◆ RECORDS TO PROCESS:
********************
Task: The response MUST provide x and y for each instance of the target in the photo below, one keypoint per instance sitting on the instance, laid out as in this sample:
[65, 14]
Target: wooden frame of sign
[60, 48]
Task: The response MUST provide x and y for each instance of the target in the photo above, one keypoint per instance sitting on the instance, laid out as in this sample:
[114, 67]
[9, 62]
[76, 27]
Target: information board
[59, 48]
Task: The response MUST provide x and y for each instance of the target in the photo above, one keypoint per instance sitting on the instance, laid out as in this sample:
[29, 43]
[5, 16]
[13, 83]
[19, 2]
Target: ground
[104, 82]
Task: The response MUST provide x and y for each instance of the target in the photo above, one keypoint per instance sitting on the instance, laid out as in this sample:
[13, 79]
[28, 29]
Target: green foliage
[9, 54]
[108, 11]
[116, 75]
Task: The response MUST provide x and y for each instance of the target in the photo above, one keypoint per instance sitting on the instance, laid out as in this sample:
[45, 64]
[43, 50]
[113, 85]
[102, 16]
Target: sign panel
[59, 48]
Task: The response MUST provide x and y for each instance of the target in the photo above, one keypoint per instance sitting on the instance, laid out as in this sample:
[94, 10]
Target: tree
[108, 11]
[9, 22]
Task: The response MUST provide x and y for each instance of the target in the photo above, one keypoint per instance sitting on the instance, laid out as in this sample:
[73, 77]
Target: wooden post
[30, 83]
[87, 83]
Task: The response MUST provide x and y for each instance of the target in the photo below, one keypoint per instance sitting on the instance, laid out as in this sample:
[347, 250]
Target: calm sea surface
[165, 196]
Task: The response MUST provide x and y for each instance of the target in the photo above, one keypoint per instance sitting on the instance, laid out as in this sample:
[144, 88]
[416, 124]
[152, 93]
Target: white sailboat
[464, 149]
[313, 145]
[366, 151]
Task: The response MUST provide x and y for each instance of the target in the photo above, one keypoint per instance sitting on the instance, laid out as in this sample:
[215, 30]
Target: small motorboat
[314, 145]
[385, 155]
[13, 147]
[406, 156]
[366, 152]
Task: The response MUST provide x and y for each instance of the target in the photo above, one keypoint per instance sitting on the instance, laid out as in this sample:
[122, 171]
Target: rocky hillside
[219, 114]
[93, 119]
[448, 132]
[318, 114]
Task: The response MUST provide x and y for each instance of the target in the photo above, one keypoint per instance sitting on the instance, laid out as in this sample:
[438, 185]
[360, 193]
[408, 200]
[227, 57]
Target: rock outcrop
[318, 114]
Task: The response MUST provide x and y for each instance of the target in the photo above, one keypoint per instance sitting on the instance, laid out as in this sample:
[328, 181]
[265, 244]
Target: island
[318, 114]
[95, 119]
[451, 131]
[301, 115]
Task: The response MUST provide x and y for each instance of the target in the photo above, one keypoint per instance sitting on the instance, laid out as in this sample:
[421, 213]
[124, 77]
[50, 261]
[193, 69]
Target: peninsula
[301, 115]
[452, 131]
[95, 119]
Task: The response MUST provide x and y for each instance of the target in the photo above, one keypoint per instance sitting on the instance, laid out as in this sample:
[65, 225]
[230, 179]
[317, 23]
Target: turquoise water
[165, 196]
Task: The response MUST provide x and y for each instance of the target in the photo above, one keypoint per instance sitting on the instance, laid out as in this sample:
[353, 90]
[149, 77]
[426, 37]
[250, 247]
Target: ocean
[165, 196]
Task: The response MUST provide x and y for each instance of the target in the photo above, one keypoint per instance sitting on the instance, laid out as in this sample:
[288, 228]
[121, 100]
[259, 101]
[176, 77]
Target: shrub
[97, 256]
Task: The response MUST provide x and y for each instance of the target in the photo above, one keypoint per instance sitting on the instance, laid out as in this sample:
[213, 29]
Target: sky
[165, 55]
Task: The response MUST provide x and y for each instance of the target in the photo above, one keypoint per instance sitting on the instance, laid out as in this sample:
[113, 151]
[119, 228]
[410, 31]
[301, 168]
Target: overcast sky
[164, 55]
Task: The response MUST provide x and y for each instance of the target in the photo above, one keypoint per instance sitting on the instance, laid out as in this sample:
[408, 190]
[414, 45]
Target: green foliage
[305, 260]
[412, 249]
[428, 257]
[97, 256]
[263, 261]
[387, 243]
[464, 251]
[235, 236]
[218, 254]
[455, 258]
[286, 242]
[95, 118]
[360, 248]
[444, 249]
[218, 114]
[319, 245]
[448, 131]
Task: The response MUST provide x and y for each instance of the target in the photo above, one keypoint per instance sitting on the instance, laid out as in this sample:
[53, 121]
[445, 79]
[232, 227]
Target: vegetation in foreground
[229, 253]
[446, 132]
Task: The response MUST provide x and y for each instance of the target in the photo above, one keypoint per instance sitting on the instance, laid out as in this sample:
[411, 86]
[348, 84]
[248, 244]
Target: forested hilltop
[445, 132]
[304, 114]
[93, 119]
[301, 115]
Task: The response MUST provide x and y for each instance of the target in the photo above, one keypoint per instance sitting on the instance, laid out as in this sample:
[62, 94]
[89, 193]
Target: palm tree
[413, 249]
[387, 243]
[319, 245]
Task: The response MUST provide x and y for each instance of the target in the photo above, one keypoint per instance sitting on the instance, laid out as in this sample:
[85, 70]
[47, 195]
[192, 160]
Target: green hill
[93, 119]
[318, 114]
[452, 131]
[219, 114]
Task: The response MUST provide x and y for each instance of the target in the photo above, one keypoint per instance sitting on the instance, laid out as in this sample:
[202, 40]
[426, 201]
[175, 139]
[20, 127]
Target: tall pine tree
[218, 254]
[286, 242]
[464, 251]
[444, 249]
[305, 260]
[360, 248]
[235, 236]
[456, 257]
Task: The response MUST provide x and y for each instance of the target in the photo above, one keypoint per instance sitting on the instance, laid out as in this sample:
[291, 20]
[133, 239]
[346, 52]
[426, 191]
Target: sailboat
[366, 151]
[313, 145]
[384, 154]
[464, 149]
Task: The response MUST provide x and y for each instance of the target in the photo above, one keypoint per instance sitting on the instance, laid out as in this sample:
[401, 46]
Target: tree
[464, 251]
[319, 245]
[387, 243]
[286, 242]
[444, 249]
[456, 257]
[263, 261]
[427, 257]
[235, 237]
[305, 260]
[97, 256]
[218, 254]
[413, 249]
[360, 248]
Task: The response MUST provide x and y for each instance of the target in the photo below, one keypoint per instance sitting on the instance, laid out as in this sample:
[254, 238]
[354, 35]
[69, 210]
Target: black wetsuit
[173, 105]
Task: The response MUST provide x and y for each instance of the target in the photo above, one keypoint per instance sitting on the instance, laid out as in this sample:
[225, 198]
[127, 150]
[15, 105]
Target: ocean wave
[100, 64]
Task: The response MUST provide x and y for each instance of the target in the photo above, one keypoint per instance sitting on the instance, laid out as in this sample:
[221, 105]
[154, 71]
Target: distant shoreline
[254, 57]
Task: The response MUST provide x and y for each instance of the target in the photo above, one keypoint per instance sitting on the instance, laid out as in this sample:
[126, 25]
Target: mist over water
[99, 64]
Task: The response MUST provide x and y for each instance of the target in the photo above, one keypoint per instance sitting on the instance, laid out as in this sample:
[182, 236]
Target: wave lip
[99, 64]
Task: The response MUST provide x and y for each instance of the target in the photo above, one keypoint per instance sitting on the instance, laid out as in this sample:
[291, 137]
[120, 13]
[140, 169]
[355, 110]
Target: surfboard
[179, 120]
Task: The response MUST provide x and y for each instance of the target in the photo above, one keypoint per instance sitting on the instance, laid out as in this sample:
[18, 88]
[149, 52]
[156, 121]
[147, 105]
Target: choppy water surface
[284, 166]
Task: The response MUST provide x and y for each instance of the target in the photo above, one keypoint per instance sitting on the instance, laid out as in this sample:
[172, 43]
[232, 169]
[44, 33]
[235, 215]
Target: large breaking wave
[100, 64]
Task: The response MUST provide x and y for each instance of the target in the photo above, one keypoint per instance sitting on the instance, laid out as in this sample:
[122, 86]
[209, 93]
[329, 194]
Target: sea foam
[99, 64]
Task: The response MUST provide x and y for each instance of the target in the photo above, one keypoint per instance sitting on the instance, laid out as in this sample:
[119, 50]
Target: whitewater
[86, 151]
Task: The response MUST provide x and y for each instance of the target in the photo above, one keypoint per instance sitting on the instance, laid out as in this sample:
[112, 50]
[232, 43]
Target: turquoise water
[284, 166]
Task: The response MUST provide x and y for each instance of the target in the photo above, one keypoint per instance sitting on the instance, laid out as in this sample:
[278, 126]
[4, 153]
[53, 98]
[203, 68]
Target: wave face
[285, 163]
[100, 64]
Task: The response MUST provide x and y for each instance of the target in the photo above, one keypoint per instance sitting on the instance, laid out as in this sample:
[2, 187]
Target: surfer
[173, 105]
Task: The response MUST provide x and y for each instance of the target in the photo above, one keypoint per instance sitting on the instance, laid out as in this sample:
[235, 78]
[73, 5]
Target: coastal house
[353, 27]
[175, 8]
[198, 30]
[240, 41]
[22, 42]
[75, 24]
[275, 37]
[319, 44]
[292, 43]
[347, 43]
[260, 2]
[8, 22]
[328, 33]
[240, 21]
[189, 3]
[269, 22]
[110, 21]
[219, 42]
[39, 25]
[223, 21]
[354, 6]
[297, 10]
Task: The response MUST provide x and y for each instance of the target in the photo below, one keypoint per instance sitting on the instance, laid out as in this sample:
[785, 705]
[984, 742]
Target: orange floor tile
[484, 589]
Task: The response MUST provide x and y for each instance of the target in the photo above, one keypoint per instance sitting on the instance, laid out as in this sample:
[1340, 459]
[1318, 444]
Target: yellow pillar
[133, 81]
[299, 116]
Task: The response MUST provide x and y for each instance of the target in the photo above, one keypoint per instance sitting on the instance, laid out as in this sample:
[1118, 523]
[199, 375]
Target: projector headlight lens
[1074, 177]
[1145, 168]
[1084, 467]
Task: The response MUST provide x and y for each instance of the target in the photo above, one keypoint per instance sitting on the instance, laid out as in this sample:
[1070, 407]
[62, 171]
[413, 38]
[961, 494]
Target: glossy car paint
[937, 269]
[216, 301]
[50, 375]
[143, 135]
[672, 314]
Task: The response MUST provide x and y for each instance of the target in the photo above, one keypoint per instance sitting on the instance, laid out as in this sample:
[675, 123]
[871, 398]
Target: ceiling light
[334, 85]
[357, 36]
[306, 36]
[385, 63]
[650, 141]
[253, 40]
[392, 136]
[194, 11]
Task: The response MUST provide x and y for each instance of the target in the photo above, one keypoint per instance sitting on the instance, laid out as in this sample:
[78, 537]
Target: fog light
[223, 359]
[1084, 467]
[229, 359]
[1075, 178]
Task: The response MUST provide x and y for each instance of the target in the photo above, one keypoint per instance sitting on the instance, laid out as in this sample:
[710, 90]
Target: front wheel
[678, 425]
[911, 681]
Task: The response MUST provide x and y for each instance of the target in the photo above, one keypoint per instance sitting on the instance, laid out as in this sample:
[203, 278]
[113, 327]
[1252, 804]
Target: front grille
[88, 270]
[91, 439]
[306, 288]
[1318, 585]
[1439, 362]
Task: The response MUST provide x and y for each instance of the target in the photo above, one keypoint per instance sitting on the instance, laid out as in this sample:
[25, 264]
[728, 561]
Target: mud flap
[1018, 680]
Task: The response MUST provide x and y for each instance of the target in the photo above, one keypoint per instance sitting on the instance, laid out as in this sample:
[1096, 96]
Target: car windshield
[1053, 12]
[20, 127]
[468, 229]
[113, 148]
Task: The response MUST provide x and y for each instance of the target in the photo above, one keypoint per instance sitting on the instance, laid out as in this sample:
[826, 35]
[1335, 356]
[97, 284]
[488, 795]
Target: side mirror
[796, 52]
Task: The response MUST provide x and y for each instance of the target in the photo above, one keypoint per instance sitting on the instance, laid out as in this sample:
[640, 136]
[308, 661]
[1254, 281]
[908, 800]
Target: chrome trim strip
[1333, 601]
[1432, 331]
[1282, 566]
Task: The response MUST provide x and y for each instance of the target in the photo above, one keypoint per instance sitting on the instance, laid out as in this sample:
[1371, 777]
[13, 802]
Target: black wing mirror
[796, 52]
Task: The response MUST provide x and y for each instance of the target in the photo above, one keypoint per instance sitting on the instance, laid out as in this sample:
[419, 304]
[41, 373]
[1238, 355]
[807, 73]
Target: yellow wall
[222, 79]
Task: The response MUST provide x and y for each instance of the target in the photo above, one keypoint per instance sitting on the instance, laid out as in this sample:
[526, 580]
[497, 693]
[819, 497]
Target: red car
********************
◆ WHAT IS ASKED: Identify every line in the items above that contains the word "sign", and copy each of those lines.

◆ SOLUTION FOR THIS TASK:
Target: wooden frame of sign
Target: sign panel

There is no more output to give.